>>>

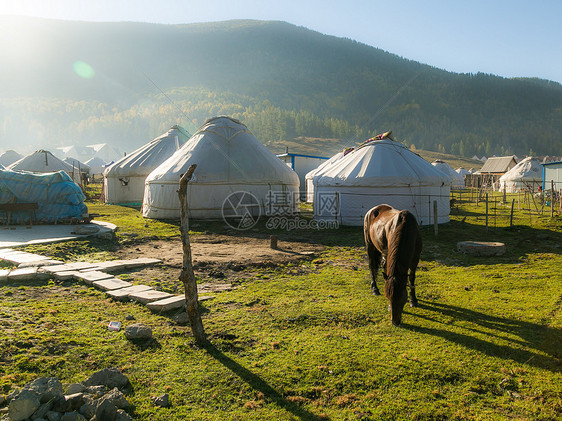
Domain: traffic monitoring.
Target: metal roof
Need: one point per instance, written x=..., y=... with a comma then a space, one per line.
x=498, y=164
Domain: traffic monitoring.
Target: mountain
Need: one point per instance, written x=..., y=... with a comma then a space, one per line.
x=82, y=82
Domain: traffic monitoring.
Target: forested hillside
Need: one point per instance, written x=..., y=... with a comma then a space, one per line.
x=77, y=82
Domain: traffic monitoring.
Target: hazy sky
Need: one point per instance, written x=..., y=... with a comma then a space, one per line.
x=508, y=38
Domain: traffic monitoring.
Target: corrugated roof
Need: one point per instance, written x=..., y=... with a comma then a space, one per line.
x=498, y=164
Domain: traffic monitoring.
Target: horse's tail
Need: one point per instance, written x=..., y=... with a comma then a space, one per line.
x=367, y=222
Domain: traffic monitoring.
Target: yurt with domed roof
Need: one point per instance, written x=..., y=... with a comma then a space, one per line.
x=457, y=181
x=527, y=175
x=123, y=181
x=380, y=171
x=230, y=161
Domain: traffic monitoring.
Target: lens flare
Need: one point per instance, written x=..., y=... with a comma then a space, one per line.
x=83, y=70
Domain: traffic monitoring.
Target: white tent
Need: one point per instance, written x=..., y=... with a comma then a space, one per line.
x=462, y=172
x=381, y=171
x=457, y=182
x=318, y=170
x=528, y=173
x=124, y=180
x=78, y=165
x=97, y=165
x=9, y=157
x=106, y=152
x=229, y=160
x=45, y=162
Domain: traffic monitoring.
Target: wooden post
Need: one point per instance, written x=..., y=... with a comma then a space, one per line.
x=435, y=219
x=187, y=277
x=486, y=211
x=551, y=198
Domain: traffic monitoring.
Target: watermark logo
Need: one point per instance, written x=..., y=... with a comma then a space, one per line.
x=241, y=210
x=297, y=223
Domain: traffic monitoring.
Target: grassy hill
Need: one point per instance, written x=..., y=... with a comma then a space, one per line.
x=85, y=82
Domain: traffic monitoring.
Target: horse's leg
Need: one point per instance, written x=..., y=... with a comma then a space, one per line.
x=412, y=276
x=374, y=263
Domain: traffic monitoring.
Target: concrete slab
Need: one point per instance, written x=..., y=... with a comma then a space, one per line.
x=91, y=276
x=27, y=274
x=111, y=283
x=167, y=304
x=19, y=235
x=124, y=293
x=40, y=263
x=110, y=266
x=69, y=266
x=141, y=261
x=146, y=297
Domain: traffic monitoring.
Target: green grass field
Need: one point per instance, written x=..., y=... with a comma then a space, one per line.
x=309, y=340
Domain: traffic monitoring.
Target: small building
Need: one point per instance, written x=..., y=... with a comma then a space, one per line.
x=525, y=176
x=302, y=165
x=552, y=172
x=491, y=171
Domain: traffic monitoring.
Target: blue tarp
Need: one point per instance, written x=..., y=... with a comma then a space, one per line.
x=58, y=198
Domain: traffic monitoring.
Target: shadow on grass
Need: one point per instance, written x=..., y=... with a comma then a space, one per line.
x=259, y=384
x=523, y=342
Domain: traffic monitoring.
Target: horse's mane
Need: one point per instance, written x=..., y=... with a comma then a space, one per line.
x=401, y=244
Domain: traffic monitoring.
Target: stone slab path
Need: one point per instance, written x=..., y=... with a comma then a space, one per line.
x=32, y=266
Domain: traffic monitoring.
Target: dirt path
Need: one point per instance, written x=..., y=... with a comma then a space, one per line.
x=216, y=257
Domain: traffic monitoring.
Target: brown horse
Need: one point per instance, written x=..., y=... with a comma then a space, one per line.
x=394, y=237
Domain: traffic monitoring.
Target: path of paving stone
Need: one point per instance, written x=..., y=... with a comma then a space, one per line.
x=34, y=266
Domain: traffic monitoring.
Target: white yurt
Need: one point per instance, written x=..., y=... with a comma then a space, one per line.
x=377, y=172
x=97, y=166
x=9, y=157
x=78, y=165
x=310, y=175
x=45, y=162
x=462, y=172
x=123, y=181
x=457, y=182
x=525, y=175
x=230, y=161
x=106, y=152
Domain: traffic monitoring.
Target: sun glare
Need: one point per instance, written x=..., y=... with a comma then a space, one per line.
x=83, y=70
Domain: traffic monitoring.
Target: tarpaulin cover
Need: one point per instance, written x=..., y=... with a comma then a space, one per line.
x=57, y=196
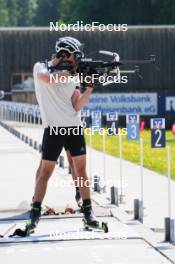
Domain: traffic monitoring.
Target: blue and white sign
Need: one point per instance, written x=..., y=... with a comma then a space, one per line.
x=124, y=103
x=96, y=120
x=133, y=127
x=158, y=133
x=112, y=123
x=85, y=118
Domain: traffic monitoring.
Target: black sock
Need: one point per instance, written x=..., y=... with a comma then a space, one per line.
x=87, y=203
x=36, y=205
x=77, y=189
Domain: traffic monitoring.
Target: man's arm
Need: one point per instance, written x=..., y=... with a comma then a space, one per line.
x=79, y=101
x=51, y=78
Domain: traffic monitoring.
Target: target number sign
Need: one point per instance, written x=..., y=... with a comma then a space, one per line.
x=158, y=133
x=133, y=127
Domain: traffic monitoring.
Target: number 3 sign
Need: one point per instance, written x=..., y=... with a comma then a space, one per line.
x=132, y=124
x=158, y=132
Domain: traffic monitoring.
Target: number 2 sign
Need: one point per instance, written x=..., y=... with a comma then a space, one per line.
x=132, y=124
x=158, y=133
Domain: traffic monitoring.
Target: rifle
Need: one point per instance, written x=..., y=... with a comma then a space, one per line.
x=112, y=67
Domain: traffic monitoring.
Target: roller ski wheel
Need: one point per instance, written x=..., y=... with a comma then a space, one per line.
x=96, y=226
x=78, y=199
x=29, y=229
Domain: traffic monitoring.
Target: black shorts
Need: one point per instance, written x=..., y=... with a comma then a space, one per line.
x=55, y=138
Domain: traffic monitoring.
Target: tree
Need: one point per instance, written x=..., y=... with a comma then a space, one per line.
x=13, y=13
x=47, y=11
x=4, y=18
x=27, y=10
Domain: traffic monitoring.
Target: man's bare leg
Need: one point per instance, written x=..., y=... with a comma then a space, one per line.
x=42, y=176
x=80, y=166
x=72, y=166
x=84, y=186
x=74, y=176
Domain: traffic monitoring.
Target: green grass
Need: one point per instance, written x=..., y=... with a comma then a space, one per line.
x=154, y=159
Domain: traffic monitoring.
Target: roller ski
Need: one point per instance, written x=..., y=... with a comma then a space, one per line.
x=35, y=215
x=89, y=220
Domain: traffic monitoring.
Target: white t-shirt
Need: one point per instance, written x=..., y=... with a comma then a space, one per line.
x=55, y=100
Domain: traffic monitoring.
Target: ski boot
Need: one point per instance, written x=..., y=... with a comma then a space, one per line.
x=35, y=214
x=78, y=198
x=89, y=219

<<<

■ TASK TO CARRY OUT: A complete answer gives every line of the records holding "roof".

■ EXERCISE SOLUTION:
Target: metal roof
Target: corrugated roof
Target: yurt with domed roof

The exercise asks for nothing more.